=== TASK REQUIREMENTS ===
Print exactly those lines that run from the beginning of the data to the line bearing "box: [469, 5, 627, 415]", inclusive.

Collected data

####

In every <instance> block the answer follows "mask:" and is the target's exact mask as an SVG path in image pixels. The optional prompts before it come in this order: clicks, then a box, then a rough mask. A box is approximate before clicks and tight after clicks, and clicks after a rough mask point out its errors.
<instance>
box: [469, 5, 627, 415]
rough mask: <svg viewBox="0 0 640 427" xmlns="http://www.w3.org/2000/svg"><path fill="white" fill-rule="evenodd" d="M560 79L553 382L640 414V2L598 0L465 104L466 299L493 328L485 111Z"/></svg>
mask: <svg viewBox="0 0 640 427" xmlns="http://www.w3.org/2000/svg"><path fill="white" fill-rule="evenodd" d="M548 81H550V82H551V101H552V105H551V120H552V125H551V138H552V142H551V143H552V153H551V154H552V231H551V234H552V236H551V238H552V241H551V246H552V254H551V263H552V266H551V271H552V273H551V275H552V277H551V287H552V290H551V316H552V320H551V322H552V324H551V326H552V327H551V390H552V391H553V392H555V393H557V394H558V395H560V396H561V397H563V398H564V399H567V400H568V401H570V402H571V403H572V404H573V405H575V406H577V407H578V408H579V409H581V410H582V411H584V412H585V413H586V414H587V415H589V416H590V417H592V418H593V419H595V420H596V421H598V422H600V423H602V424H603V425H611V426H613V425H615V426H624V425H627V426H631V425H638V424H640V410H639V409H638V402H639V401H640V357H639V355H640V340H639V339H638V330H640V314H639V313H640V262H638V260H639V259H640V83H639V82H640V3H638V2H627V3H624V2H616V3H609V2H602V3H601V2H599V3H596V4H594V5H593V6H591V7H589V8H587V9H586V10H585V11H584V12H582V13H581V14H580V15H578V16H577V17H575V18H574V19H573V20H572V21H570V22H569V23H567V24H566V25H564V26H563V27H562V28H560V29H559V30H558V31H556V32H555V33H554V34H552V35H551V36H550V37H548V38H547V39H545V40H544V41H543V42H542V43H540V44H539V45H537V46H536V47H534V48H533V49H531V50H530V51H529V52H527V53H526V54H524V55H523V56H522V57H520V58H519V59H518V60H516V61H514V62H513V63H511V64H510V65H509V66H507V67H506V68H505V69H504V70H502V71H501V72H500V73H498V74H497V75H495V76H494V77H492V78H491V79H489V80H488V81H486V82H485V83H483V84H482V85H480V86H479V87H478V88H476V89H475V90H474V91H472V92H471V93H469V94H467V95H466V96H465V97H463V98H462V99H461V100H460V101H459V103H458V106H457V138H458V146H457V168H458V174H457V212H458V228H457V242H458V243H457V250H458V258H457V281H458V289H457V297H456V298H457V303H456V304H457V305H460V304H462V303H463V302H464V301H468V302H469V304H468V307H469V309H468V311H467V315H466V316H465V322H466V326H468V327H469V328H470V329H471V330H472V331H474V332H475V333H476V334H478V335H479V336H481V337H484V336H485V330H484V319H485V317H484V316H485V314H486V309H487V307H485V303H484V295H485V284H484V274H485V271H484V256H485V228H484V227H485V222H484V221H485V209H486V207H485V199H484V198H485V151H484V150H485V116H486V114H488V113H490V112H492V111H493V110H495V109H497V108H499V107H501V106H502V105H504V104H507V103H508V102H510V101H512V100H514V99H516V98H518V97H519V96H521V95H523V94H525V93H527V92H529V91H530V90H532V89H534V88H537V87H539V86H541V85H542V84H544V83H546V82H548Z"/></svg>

####

=== EXPECTED ANSWER ===
In every <instance> block the answer follows "mask:" and is the target's exact mask as an SVG path in image pixels. The optional prompts before it come in this order: clicks, then a box, then a rough mask. A box is approximate before clicks and tight after clicks, and clicks after a rough mask point out its errors.
<instance>
box: [469, 5, 627, 415]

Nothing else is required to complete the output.